• YOUR INSTRUCTIONS: The full listing should be set down again precisely.
** TASK INPUT follows **
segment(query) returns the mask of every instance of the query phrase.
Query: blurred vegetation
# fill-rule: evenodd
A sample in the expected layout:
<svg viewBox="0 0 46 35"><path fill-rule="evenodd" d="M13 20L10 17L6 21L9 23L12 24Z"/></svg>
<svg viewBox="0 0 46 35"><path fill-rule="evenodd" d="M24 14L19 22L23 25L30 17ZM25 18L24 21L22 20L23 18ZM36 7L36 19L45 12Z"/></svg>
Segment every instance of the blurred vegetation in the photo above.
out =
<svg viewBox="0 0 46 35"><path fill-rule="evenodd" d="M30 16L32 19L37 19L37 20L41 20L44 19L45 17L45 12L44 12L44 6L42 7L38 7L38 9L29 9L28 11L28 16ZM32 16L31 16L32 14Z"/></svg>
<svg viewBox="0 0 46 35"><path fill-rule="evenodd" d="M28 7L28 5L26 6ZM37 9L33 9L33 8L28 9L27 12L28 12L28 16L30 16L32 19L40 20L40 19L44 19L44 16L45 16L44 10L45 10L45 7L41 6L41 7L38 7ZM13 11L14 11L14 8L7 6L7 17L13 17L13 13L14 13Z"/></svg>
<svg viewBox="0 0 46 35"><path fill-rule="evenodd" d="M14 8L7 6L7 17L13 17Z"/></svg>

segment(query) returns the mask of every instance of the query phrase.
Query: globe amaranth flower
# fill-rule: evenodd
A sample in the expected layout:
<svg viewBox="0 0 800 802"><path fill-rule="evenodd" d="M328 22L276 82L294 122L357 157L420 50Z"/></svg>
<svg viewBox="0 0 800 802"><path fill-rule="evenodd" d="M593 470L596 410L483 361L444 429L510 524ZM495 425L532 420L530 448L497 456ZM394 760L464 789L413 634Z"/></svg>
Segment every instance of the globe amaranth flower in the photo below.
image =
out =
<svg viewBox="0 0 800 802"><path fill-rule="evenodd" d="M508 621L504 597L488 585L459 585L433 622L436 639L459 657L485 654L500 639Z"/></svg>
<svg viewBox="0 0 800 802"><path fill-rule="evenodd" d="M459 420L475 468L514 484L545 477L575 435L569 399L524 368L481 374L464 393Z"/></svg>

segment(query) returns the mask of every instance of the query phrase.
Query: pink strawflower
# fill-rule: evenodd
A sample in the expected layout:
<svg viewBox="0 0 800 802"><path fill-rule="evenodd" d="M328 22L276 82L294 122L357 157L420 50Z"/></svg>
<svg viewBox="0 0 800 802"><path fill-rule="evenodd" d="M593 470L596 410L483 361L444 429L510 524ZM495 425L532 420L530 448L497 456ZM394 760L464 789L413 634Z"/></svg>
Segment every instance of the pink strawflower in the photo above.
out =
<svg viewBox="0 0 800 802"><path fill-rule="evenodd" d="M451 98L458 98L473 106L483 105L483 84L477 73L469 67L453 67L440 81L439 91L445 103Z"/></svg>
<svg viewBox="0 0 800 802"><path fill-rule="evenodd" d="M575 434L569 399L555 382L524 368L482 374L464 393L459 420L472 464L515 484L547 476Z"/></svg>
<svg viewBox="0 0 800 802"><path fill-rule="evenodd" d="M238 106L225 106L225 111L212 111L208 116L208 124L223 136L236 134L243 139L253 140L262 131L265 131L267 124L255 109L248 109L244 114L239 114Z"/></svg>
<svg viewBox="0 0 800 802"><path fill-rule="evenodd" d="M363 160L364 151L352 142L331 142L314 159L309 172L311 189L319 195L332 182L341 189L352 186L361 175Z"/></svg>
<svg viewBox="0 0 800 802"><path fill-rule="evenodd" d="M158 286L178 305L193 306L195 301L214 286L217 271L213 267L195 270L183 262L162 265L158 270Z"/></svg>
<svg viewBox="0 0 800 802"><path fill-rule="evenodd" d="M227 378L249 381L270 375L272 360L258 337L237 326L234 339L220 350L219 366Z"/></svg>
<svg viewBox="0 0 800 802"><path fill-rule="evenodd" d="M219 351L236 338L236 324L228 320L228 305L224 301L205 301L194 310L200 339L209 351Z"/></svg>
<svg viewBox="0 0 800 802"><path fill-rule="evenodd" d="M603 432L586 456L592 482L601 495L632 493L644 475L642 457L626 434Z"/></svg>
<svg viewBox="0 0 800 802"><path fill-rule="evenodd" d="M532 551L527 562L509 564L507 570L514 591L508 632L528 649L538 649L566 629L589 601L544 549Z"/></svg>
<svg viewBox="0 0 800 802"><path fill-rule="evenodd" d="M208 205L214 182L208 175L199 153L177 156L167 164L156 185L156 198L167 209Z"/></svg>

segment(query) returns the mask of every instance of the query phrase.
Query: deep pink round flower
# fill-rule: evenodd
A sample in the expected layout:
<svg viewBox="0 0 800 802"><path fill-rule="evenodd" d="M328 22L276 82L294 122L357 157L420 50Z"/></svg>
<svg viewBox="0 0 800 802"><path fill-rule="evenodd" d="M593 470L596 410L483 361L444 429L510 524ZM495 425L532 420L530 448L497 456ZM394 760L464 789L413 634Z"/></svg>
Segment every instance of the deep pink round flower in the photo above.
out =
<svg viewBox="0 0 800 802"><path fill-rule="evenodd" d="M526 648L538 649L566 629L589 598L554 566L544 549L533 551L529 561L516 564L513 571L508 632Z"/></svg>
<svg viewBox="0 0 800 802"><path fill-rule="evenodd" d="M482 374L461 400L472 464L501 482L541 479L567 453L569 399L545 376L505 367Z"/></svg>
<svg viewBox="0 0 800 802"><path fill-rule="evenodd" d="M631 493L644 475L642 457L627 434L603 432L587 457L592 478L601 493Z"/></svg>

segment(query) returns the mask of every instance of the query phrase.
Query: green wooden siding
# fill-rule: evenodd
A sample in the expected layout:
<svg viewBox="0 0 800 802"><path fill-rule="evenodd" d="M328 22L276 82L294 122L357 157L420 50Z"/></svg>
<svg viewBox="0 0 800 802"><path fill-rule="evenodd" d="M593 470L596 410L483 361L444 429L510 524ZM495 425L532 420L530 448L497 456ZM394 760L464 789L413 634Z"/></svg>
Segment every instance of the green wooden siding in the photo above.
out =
** End of TASK INPUT **
• WRITTEN RESPONSE:
segment(query) returns the mask of every instance of the query phrase.
Query: blurred vegetation
# fill-rule: evenodd
A sample in the expected layout:
<svg viewBox="0 0 46 35"><path fill-rule="evenodd" d="M13 20L10 17L6 21L9 23L12 24Z"/></svg>
<svg viewBox="0 0 46 35"><path fill-rule="evenodd" d="M24 14L19 22L23 25L30 17ZM25 18L24 21L22 20L23 18ZM36 7L36 19L45 12Z"/></svg>
Segment every instance of the blurred vegetation in the photo above.
out =
<svg viewBox="0 0 46 35"><path fill-rule="evenodd" d="M30 16L32 19L37 19L37 20L41 20L44 19L45 17L45 12L44 12L44 6L42 7L38 7L38 9L29 9L28 11L28 16ZM32 16L31 16L32 14Z"/></svg>
<svg viewBox="0 0 46 35"><path fill-rule="evenodd" d="M28 7L28 5L26 6ZM37 9L33 9L33 8L28 9L27 12L28 12L28 16L30 16L32 19L40 20L40 19L44 19L44 16L45 16L44 10L45 10L45 7L41 6L41 7L38 7ZM13 11L14 11L14 8L7 6L7 17L13 17L13 13L14 13Z"/></svg>
<svg viewBox="0 0 46 35"><path fill-rule="evenodd" d="M14 8L7 6L7 17L13 17Z"/></svg>

segment(query) returns the mask of every instance of the query phrase.
Query: globe amaranth flower
# fill-rule: evenodd
A sample in the expected layout:
<svg viewBox="0 0 800 802"><path fill-rule="evenodd" d="M328 22L276 82L294 122L357 157L420 50Z"/></svg>
<svg viewBox="0 0 800 802"><path fill-rule="evenodd" d="M593 470L596 410L483 361L444 429L510 524ZM495 425L532 420L530 448L497 456ZM394 760L464 789L413 634Z"/></svg>
Segment every instance of the globe amaranth flower in the photo below.
image =
out =
<svg viewBox="0 0 800 802"><path fill-rule="evenodd" d="M508 621L504 597L488 585L459 585L433 622L436 639L459 657L485 654L500 639Z"/></svg>
<svg viewBox="0 0 800 802"><path fill-rule="evenodd" d="M459 420L475 468L514 484L545 477L575 435L569 399L524 368L481 374L464 393Z"/></svg>

segment(query) returns the mask of every instance of the query phrase.
Query: pink strawflower
# fill-rule: evenodd
A sample in the expected layout:
<svg viewBox="0 0 800 802"><path fill-rule="evenodd" d="M328 22L276 82L294 122L357 157L420 50Z"/></svg>
<svg viewBox="0 0 800 802"><path fill-rule="evenodd" d="M593 470L596 410L483 361L444 429L510 524ZM495 425L532 420L530 448L497 456ZM394 760L464 789L413 634Z"/></svg>
Segment every instance of the pink strawflower in the photo above.
out =
<svg viewBox="0 0 800 802"><path fill-rule="evenodd" d="M451 98L458 98L473 106L483 105L483 84L477 73L469 67L453 67L440 81L439 91L445 103Z"/></svg>
<svg viewBox="0 0 800 802"><path fill-rule="evenodd" d="M575 434L569 399L555 382L524 368L482 374L464 393L459 420L472 464L515 484L547 476Z"/></svg>
<svg viewBox="0 0 800 802"><path fill-rule="evenodd" d="M238 106L225 106L225 111L212 111L208 116L208 124L223 136L236 134L243 139L253 140L262 131L265 131L267 124L255 109L248 109L244 114L239 114Z"/></svg>
<svg viewBox="0 0 800 802"><path fill-rule="evenodd" d="M363 160L364 151L352 142L331 142L314 159L309 172L311 189L319 195L332 182L341 189L352 186L361 175Z"/></svg>
<svg viewBox="0 0 800 802"><path fill-rule="evenodd" d="M158 286L178 305L193 306L195 301L214 286L217 271L213 267L195 270L183 262L162 265L158 270Z"/></svg>
<svg viewBox="0 0 800 802"><path fill-rule="evenodd" d="M227 378L249 381L270 375L272 360L258 337L237 326L234 339L220 350L219 366Z"/></svg>
<svg viewBox="0 0 800 802"><path fill-rule="evenodd" d="M219 351L236 338L236 324L228 320L228 305L224 301L205 301L194 310L200 339L209 351Z"/></svg>
<svg viewBox="0 0 800 802"><path fill-rule="evenodd" d="M603 432L586 456L592 482L601 495L632 493L644 475L642 457L626 434Z"/></svg>
<svg viewBox="0 0 800 802"><path fill-rule="evenodd" d="M532 551L527 562L509 564L507 570L514 591L508 632L528 649L538 649L566 629L589 601L544 549Z"/></svg>
<svg viewBox="0 0 800 802"><path fill-rule="evenodd" d="M208 205L214 182L208 175L199 153L177 156L167 164L156 185L156 198L167 209Z"/></svg>

segment(query) returns the mask of every instance of the query phrase.
Query: deep pink round flower
# fill-rule: evenodd
A sample in the expected layout:
<svg viewBox="0 0 800 802"><path fill-rule="evenodd" d="M328 22L276 82L294 122L357 157L420 50Z"/></svg>
<svg viewBox="0 0 800 802"><path fill-rule="evenodd" d="M593 470L596 410L483 361L444 429L510 524ZM495 425L532 420L530 448L497 456ZM394 760L464 789L413 634Z"/></svg>
Segment every instance of the deep pink round flower in the photo above.
out =
<svg viewBox="0 0 800 802"><path fill-rule="evenodd" d="M526 648L538 649L566 629L589 598L554 566L544 549L533 551L529 561L516 564L513 571L508 632Z"/></svg>
<svg viewBox="0 0 800 802"><path fill-rule="evenodd" d="M482 374L461 400L472 464L501 482L541 479L567 453L569 399L545 376L505 367Z"/></svg>
<svg viewBox="0 0 800 802"><path fill-rule="evenodd" d="M631 493L644 475L642 457L627 434L603 432L587 457L592 478L601 493Z"/></svg>

segment(query) returns the mask of every instance of the query phrase.
Query: green wooden siding
# fill-rule: evenodd
A sample in the expected layout:
<svg viewBox="0 0 800 802"><path fill-rule="evenodd" d="M328 22L276 82L294 122L357 157L420 50Z"/></svg>
<svg viewBox="0 0 800 802"><path fill-rule="evenodd" d="M593 470L596 410L483 361L444 429L510 524ZM495 425L532 420L530 448L497 456ZM394 760L464 789L413 634Z"/></svg>
Segment every instance of the green wooden siding in the photo above.
out =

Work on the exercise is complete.